[Start]

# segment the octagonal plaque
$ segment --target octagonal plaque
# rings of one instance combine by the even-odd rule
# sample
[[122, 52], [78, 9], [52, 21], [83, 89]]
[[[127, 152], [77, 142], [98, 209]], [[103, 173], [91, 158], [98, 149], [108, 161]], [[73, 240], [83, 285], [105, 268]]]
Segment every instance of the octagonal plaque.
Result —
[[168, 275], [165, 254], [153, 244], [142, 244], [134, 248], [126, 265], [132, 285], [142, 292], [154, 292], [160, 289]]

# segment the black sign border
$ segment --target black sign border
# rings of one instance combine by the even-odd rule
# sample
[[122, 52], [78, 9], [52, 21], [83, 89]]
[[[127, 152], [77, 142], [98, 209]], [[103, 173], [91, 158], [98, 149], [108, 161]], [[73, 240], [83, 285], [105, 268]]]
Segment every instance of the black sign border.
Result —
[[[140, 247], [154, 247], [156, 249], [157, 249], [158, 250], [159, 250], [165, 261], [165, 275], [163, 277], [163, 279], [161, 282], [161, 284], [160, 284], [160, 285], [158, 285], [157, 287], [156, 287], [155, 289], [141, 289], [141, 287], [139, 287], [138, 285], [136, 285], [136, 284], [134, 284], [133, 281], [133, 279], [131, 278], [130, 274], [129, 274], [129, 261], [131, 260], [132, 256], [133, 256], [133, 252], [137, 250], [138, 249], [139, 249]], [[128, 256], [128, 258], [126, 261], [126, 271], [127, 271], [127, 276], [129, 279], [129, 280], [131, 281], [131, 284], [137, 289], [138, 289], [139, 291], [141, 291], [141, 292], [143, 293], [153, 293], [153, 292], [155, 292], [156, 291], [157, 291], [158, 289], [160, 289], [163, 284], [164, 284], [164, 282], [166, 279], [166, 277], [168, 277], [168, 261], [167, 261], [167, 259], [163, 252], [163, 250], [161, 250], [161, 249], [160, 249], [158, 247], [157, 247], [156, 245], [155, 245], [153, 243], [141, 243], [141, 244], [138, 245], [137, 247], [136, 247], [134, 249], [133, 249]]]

[End]

- **BRIEF**: Convert all of the lines above into a numbered list, omitting any blank lines.

- **THE SOLUTION**:
1. # segment the octagonal plaque
2. $ segment --target octagonal plaque
3. # rings of one instance combine by the even-odd rule
4. # sample
5. [[122, 52], [78, 9], [52, 21], [83, 89]]
6. [[[127, 152], [77, 142], [98, 209]], [[103, 173], [91, 158], [98, 149], [108, 161]], [[73, 240], [83, 285], [105, 268]]]
7. Segment every instance of the octagonal plaque.
8. Result —
9. [[168, 275], [165, 254], [153, 244], [142, 244], [134, 248], [126, 265], [132, 285], [142, 292], [154, 292], [160, 289]]
10. # segment the black sign border
11. $ segment --target black sign border
12. # rings of one instance combine by the even-odd rule
13. # sample
14. [[122, 52], [78, 9], [52, 21], [83, 89]]
15. [[[127, 152], [77, 142], [98, 209]], [[103, 173], [91, 158], [98, 149], [108, 161]], [[73, 240], [83, 285], [105, 268]]]
16. Segment every instance of the black sign border.
17. Result —
18. [[[140, 247], [154, 247], [156, 249], [157, 249], [158, 250], [159, 250], [165, 261], [165, 275], [163, 277], [163, 279], [161, 282], [161, 284], [160, 284], [160, 285], [158, 285], [157, 287], [156, 287], [155, 289], [141, 289], [141, 287], [139, 287], [138, 285], [136, 285], [136, 284], [134, 284], [133, 281], [133, 279], [131, 278], [130, 274], [129, 274], [129, 261], [131, 260], [132, 256], [133, 256], [133, 252], [137, 250], [138, 249], [139, 249]], [[128, 256], [128, 258], [126, 261], [126, 271], [127, 271], [127, 276], [129, 279], [129, 280], [131, 281], [131, 284], [137, 289], [138, 289], [139, 291], [141, 291], [141, 292], [143, 293], [153, 293], [153, 292], [155, 292], [156, 291], [157, 291], [158, 289], [160, 289], [163, 284], [164, 284], [164, 282], [166, 279], [166, 277], [168, 277], [168, 261], [167, 261], [167, 259], [163, 252], [163, 250], [161, 250], [161, 249], [160, 249], [158, 247], [157, 247], [156, 245], [155, 245], [153, 243], [141, 243], [141, 244], [138, 245], [137, 247], [136, 247], [134, 249], [133, 249]]]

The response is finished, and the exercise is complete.